**Request**
Find each line in the listing below that contains the string "negative" and copy those lines. Treat uppercase and lowercase as different.

[Collected data]
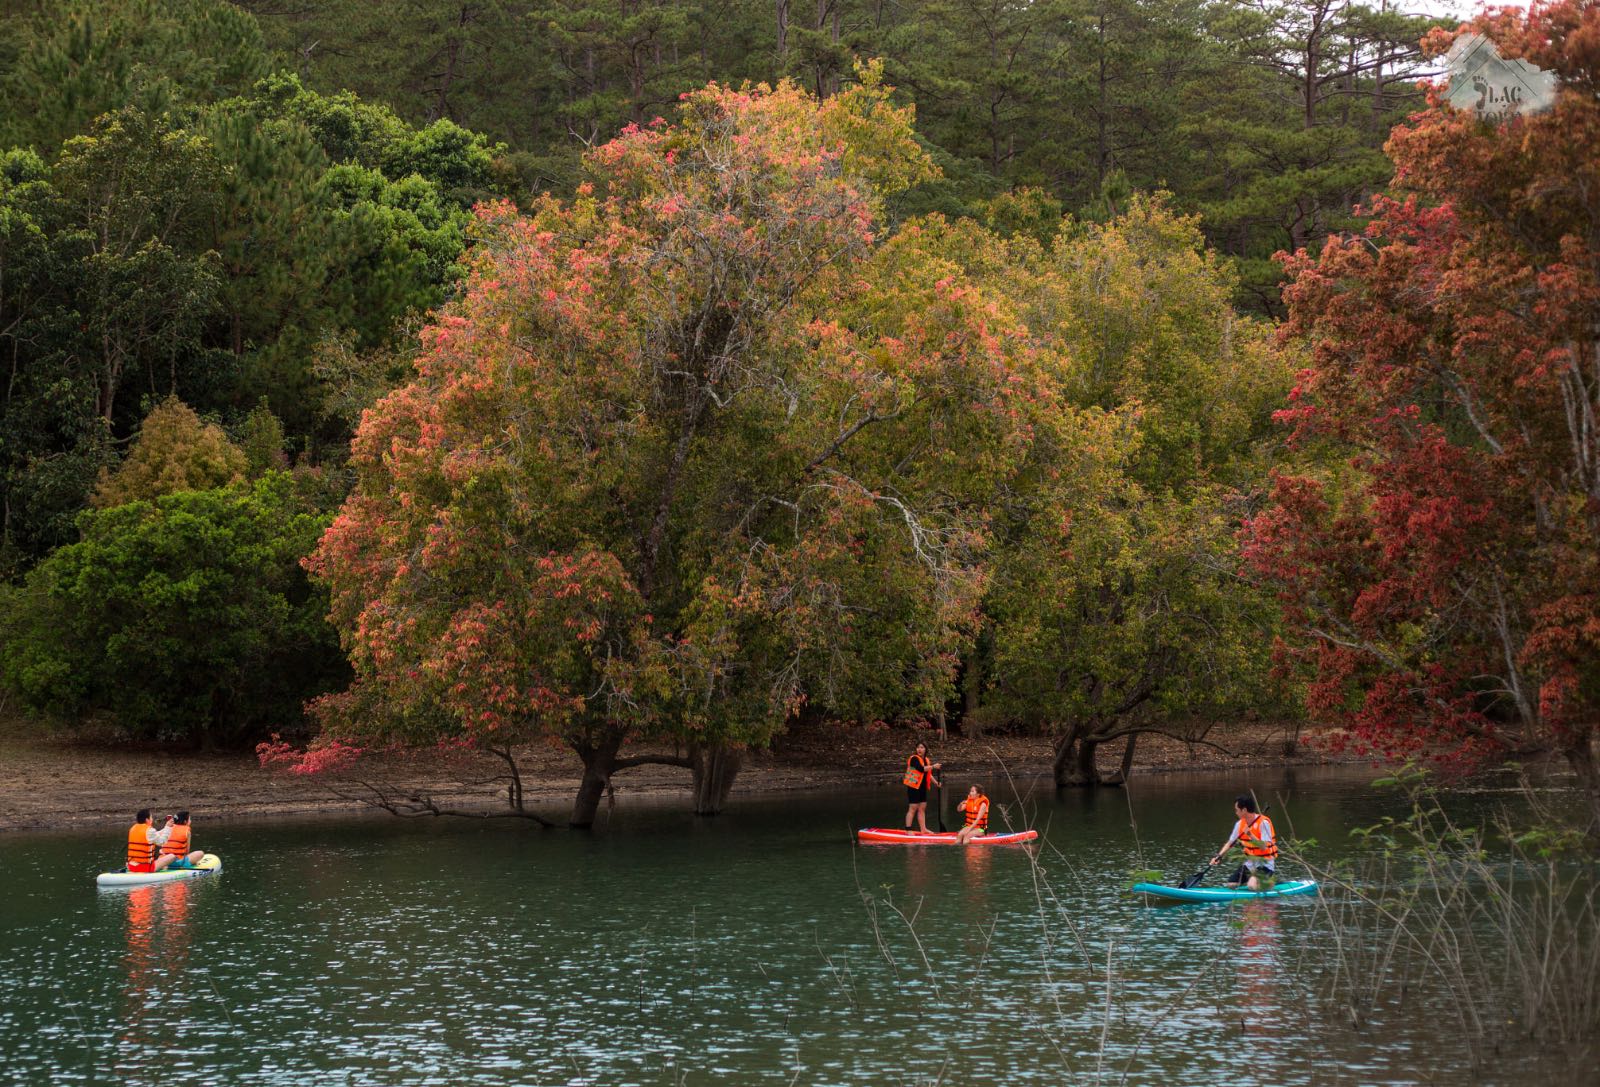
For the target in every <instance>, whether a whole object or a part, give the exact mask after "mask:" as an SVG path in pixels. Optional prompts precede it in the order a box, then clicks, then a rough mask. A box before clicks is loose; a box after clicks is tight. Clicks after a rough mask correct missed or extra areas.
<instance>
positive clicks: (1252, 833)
mask: <svg viewBox="0 0 1600 1087" xmlns="http://www.w3.org/2000/svg"><path fill="white" fill-rule="evenodd" d="M1234 816H1235V818H1237V820H1238V821H1237V823H1234V832H1232V834H1230V836H1229V837H1227V840H1226V842H1222V848H1219V850H1218V852H1216V856H1213V858H1211V863H1213V864H1221V863H1222V855H1224V853H1227V850H1230V848H1232V847H1234V842H1238V844H1240V845H1242V847H1243V848H1245V863H1243V864H1240V866H1238V869H1237V871H1235V872H1234V874H1232V876H1229V877H1227V885H1229V887H1238V885H1240V884H1246V880H1248V887H1250V890H1261V876H1262V874H1264V876H1267V879H1269V885H1270V879H1272V874H1274V872H1275V871H1277V863H1275V861H1277V856H1278V836H1277V834H1274V831H1272V820H1269V818H1267V816H1266V815H1261V813H1258V812H1256V797H1254V796H1251V794H1248V792H1246V794H1245V796H1240V797H1238V799H1237V800H1234Z"/></svg>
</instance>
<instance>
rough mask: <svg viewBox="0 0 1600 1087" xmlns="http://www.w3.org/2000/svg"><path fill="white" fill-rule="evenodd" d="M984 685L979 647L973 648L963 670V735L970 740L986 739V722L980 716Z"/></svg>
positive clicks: (966, 658)
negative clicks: (985, 738) (980, 661)
mask: <svg viewBox="0 0 1600 1087" xmlns="http://www.w3.org/2000/svg"><path fill="white" fill-rule="evenodd" d="M982 685H984V674H982V668H981V666H979V660H978V647H973V652H971V653H968V656H966V661H965V666H963V669H962V735H963V736H966V738H968V740H982V738H984V722H982V717H979V716H978V708H979V696H981V695H982Z"/></svg>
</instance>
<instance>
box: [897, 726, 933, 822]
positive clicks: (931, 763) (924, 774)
mask: <svg viewBox="0 0 1600 1087" xmlns="http://www.w3.org/2000/svg"><path fill="white" fill-rule="evenodd" d="M939 768H941V767H939V764H938V762H928V744H925V743H918V744H917V751H914V752H912V754H910V757H909V759H906V776H904V778H902V780H901V783H902V784H904V786H906V829H907V831H909V829H912V826H910V823H912V820H917V829H918V831H922V832H923V834H926V832H928V786H930V784H939V778H938V776H936V775H934V770H939Z"/></svg>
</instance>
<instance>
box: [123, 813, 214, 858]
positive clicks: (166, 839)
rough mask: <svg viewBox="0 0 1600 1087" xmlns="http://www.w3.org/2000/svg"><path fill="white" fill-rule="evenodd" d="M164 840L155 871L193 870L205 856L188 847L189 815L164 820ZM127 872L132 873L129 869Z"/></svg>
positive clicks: (173, 815) (174, 816)
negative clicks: (181, 868) (171, 868)
mask: <svg viewBox="0 0 1600 1087" xmlns="http://www.w3.org/2000/svg"><path fill="white" fill-rule="evenodd" d="M163 834H165V836H166V840H165V842H162V855H160V856H157V858H155V871H162V869H163V868H194V866H195V864H198V863H200V858H202V856H205V853H203V852H202V850H190V848H189V845H190V842H189V813H187V812H179V813H178V815H170V816H168V818H166V831H163ZM128 871H133V869H131V868H130V869H128Z"/></svg>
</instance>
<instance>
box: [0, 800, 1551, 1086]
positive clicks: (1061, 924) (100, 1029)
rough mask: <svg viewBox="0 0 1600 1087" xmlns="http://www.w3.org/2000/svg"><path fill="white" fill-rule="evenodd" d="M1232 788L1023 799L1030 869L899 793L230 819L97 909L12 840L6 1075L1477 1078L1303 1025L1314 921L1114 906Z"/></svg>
mask: <svg viewBox="0 0 1600 1087" xmlns="http://www.w3.org/2000/svg"><path fill="white" fill-rule="evenodd" d="M1238 784H1240V783H1238V781H1234V780H1226V781H1218V780H1192V781H1187V783H1184V781H1173V783H1158V784H1152V786H1147V788H1144V789H1142V791H1134V792H1133V794H1131V796H1128V794H1125V792H1120V791H1118V792H1106V794H1101V796H1094V797H1090V796H1085V794H1066V796H1062V797H1056V796H1054V794H1053V792H1048V791H1046V792H1043V794H1035V796H1032V797H1027V799H1026V802H1022V800H1024V799H1021V797H1011V802H1013V816H1014V818H1019V820H1024V818H1026V820H1027V821H1029V823H1032V824H1035V826H1040V828H1042V829H1043V831H1045V839H1046V840H1045V845H1043V847H1042V848H1040V850H1037V852H1034V853H1029V852H1024V850H1021V848H968V850H962V848H950V847H920V848H904V847H901V848H896V847H856V845H854V844H853V842H851V823H854V824H866V823H883V821H885V818H893V815H894V805H896V802H898V797H894V796H893V791H885V792H882V794H880V792H862V794H842V796H827V797H798V799H795V797H786V799H782V800H773V802H746V804H742V805H736V808H734V810H733V812H730V813H728V815H726V816H723V818H718V820H693V818H691V816H680V815H677V813H664V812H659V810H654V812H643V810H637V808H635V810H629V805H627V804H621V805H619V807H618V810H616V813H614V815H613V816H611V821H610V824H606V826H603V828H602V829H600V831H597V832H594V834H568V832H539V831H530V829H528V828H520V826H517V828H507V826H478V824H459V823H458V824H445V823H429V824H416V823H394V821H317V823H301V824H275V826H262V824H234V826H221V828H218V829H216V831H214V837H216V839H219V842H221V840H222V839H226V844H224V848H226V852H227V856H229V869H227V872H226V874H222V876H221V877H218V879H214V880H213V879H208V880H195V882H179V884H165V885H154V887H142V888H133V890H128V892H120V893H99V895H96V892H94V888H93V885H91V880H93V872H94V871H98V869H99V868H102V866H104V864H106V863H107V861H109V855H110V853H112V852H114V847H112V845H109V844H107V842H106V840H102V839H96V837H51V839H40V837H16V836H11V837H6V839H0V863H3V864H5V866H6V868H8V871H11V872H22V874H24V877H22V879H19V880H18V882H16V885H18V892H16V895H14V896H13V898H11V901H8V903H6V904H5V906H3V909H5V911H6V914H5V924H3V925H0V1039H3V1042H5V1055H6V1063H5V1065H3V1066H0V1068H3V1069H5V1071H0V1082H16V1084H27V1085H32V1084H134V1085H144V1084H150V1085H155V1084H162V1085H168V1084H171V1085H178V1087H189V1085H210V1084H237V1085H246V1087H280V1085H282V1087H288V1085H298V1084H304V1082H315V1084H347V1085H357V1084H360V1085H381V1084H397V1085H398V1084H440V1085H445V1084H450V1085H456V1084H464V1085H477V1084H482V1085H490V1084H493V1085H501V1084H504V1085H512V1084H518V1085H522V1084H539V1085H544V1084H563V1085H576V1084H594V1085H600V1084H605V1085H611V1084H638V1085H648V1084H674V1085H682V1084H728V1085H734V1087H742V1085H747V1084H794V1085H797V1087H798V1085H800V1084H813V1085H842V1084H874V1085H877V1084H933V1082H942V1084H963V1085H989V1084H995V1085H998V1084H1024V1085H1026V1084H1064V1082H1130V1084H1168V1082H1205V1081H1213V1079H1224V1081H1238V1082H1274V1084H1338V1082H1366V1084H1410V1082H1419V1081H1422V1079H1430V1082H1451V1081H1453V1079H1451V1077H1456V1079H1458V1081H1459V1079H1464V1077H1466V1076H1467V1071H1466V1069H1461V1068H1456V1066H1451V1063H1450V1060H1451V1057H1450V1047H1448V1045H1446V1044H1445V1042H1448V1039H1445V1037H1442V1028H1438V1026H1437V1018H1438V1017H1437V1012H1430V1010H1427V1009H1426V1007H1424V1005H1418V1004H1411V1005H1406V1007H1400V1009H1395V1010H1394V1013H1392V1015H1390V1017H1389V1018H1387V1020H1384V1021H1381V1023H1378V1021H1374V1025H1373V1028H1371V1029H1368V1031H1365V1033H1362V1034H1354V1033H1339V1031H1328V1029H1326V1028H1328V1025H1323V1023H1317V1021H1315V1013H1314V1002H1312V997H1310V994H1309V993H1307V988H1306V985H1304V980H1302V978H1299V977H1298V967H1296V964H1298V962H1302V961H1304V959H1302V956H1306V954H1315V949H1317V946H1318V940H1322V938H1325V937H1323V933H1318V932H1317V930H1315V925H1314V924H1312V921H1314V917H1315V911H1314V909H1310V908H1307V906H1309V904H1307V903H1304V901H1298V900H1282V901H1261V903H1235V904H1229V906H1174V908H1144V906H1141V904H1139V903H1136V901H1134V900H1131V898H1130V896H1128V895H1125V893H1122V892H1123V890H1125V887H1126V884H1128V879H1126V872H1130V871H1134V869H1142V868H1157V869H1165V871H1168V874H1170V876H1174V877H1176V876H1182V874H1187V872H1189V871H1192V866H1194V858H1195V856H1197V855H1200V853H1202V852H1203V850H1206V848H1210V847H1214V842H1216V840H1219V837H1221V836H1222V834H1224V832H1226V824H1227V823H1229V815H1230V810H1229V800H1230V799H1232V796H1234V794H1235V792H1237V791H1238ZM1251 784H1254V786H1256V788H1258V789H1259V791H1262V792H1264V794H1269V796H1278V794H1282V797H1283V799H1282V800H1280V802H1282V804H1290V805H1291V807H1293V816H1294V829H1296V831H1298V832H1299V834H1301V836H1302V837H1304V836H1315V837H1318V839H1320V840H1323V842H1341V840H1346V839H1344V829H1346V828H1349V826H1363V824H1370V823H1371V821H1373V820H1374V818H1376V815H1379V813H1381V812H1379V810H1378V808H1379V805H1381V804H1382V800H1378V799H1374V797H1371V796H1370V794H1368V792H1366V789H1365V788H1363V786H1362V784H1360V783H1357V781H1352V780H1312V781H1309V783H1298V784H1296V786H1294V788H1293V789H1291V788H1290V783H1286V781H1283V780H1282V778H1275V780H1264V781H1254V783H1251ZM992 796H997V799H1002V800H1003V799H1005V797H1006V792H1005V784H1003V783H995V788H994V791H992ZM842 812H843V813H848V815H850V820H846V818H845V816H843V815H842ZM1130 815H1133V816H1136V820H1138V834H1134V832H1133V831H1131V823H1130ZM1502 1071H1504V1076H1502V1077H1501V1082H1533V1081H1531V1079H1530V1077H1526V1076H1523V1077H1522V1079H1520V1081H1517V1073H1515V1069H1509V1071H1507V1069H1502ZM1422 1073H1426V1076H1424V1074H1422ZM8 1076H10V1077H11V1079H6V1077H8ZM1541 1082H1546V1081H1541Z"/></svg>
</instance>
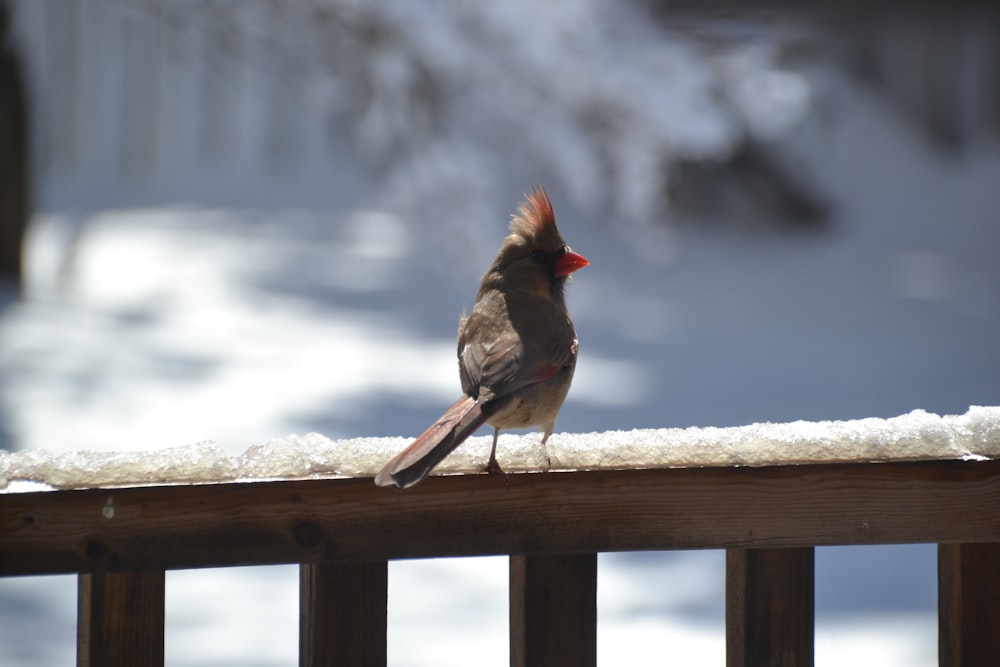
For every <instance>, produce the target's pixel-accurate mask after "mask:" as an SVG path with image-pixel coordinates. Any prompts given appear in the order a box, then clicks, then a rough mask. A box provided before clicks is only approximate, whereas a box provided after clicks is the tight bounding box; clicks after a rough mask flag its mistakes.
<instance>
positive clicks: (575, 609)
mask: <svg viewBox="0 0 1000 667" xmlns="http://www.w3.org/2000/svg"><path fill="white" fill-rule="evenodd" d="M510 652H511V655H510V664H511V665H512V666H514V667H548V666H549V665H580V666H581V667H587V666H588V665H590V666H594V665H596V664H597V554H579V555H572V556H522V555H512V556H511V557H510Z"/></svg>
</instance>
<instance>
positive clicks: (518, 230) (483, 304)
mask: <svg viewBox="0 0 1000 667" xmlns="http://www.w3.org/2000/svg"><path fill="white" fill-rule="evenodd" d="M510 230H511V234H510V236H508V237H507V238H505V239H504V241H503V245H501V246H500V252H499V253H498V254H497V257H496V259H495V260H493V265H492V266H491V267H490V270H489V271H487V272H486V275H485V276H483V282H482V283H481V284H480V285H479V294H478V296H477V297H476V305H475V306H473V307H472V312H471V313H469V316H468V317H463V318H462V319H461V320H460V321H459V324H458V371H459V374H460V376H461V379H462V391H463V392H465V396H463V397H462V398H460V399H458V401H456V403H455V404H454V405H453V406H451V408H449V409H448V411H447V412H445V413H444V415H442V416H441V418H440V419H438V420H437V421H436V422H434V424H433V425H431V427H430V428H428V429H427V430H426V431H424V432H423V434H422V435H421V436H420V437H418V438H417V439H416V440H415V441H414V442H413V444H411V445H410V446H409V447H407V448H406V449H404V450H403V451H402V452H400V453H399V454H397V455H396V456H395V457H393V459H392V460H391V461H389V462H388V463H387V464H386V465H385V467H384V468H382V470H381V472H379V474H378V475H377V476H376V477H375V483H376V484H378V485H379V486H390V485H392V484H395V485H396V486H398V487H400V488H402V489H405V488H407V487H410V486H413V485H414V484H416V483H417V482H419V481H420V480H422V479H423V478H424V477H426V476H427V473H429V472H430V471H431V470H432V469H433V468H434V466H436V465H437V464H438V463H440V462H441V461H442V460H443V459H444V457H446V456H448V454H450V453H451V452H452V451H454V449H455V448H456V447H458V446H459V445H460V444H462V442H463V441H464V440H465V439H466V438H468V437H469V436H470V435H472V434H473V433H474V432H475V431H476V429H478V428H479V427H480V426H482V425H483V424H484V423H487V424H489V425H491V426H492V427H493V449H492V450H491V451H490V461H489V464H488V466H487V469H488V470H491V471H493V470H499V469H500V466H499V465H498V464H497V460H496V453H497V436H498V435H499V434H500V429H502V428H525V427H527V426H535V425H537V426H541V427H542V428H543V429H544V430H545V434H544V435H543V436H542V443H543V444H544V443H545V441H546V440H547V439H548V437H549V436H550V435H552V429H553V428H554V427H555V424H556V416H557V415H558V414H559V408H560V407H562V403H563V400H565V398H566V392H568V391H569V383H570V381H571V380H572V379H573V369H574V368H575V367H576V348H577V340H576V330H575V329H574V328H573V320H571V319H570V317H569V311H567V310H566V300H565V298H564V296H563V289H564V288H565V286H566V279H567V276H569V274H571V273H573V272H574V271H576V270H578V269H582V268H583V267H585V266H587V265H588V264H589V263H590V262H588V261H587V260H586V259H584V258H583V256H582V255H578V254H576V253H575V252H573V251H571V250H570V249H569V246H568V245H566V242H565V241H563V238H562V235H561V234H560V233H559V230H558V229H557V228H556V219H555V215H553V213H552V203H551V202H550V201H549V196H548V195H547V194H546V193H545V190H544V188H540V187H538V188H534V189H533V190H532V191H531V194H529V195H528V196H527V197H526V200H525V201H524V202H523V203H522V204H521V205H520V206H519V207H518V211H517V213H516V214H514V216H513V218H512V219H511V223H510Z"/></svg>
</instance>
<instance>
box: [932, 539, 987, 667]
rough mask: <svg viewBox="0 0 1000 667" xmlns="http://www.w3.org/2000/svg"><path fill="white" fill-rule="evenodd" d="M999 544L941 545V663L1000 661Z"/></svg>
mask: <svg viewBox="0 0 1000 667" xmlns="http://www.w3.org/2000/svg"><path fill="white" fill-rule="evenodd" d="M997 656H1000V543H997V542H987V543H984V544H939V545H938V661H939V664H940V665H941V667H958V666H959V665H963V666H965V667H978V666H980V665H982V666H984V667H985V666H988V665H995V664H997Z"/></svg>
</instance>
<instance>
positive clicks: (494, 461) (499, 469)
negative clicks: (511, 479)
mask: <svg viewBox="0 0 1000 667" xmlns="http://www.w3.org/2000/svg"><path fill="white" fill-rule="evenodd" d="M499 436H500V429H499V428H498V427H496V426H494V427H493V448H492V449H490V461H489V463H487V464H486V472H488V473H489V474H491V475H495V474H501V475H503V476H504V477H506V476H507V473H505V472H504V471H503V468H501V467H500V464H499V463H498V462H497V438H498V437H499Z"/></svg>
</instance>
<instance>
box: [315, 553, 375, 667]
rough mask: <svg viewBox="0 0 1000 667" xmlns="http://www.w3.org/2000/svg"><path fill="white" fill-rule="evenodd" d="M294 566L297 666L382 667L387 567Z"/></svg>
mask: <svg viewBox="0 0 1000 667" xmlns="http://www.w3.org/2000/svg"><path fill="white" fill-rule="evenodd" d="M299 568H300V569H299V582H300V588H299V664H300V665H301V667H320V665H322V666H324V667H331V666H333V665H371V666H372V667H385V664H386V618H387V617H386V611H387V607H386V605H387V604H388V582H389V577H388V573H389V566H388V563H387V562H386V561H384V560H383V561H376V562H371V563H340V564H326V563H303V564H302V565H300V566H299Z"/></svg>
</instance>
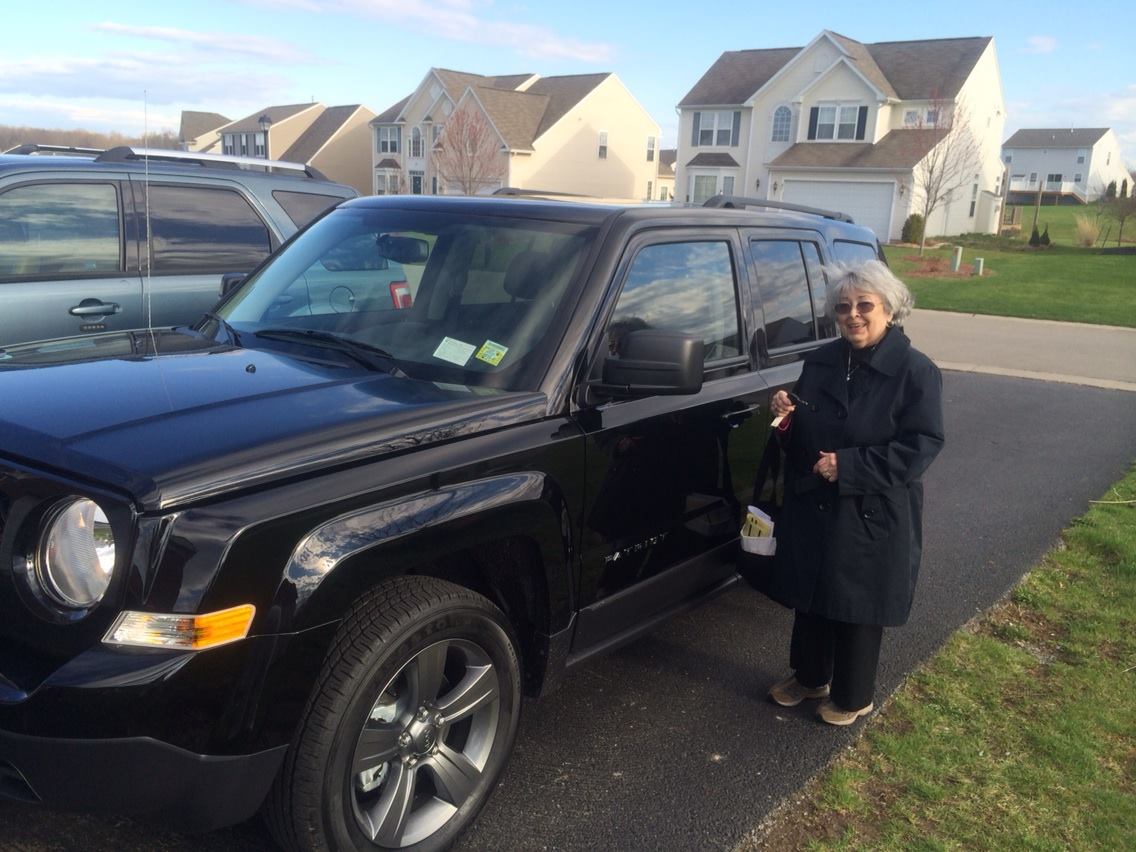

**Solution for this problem**
negative clicks: (985, 738) (980, 661)
negative clicks: (181, 868) (171, 868)
negative clicks: (511, 479)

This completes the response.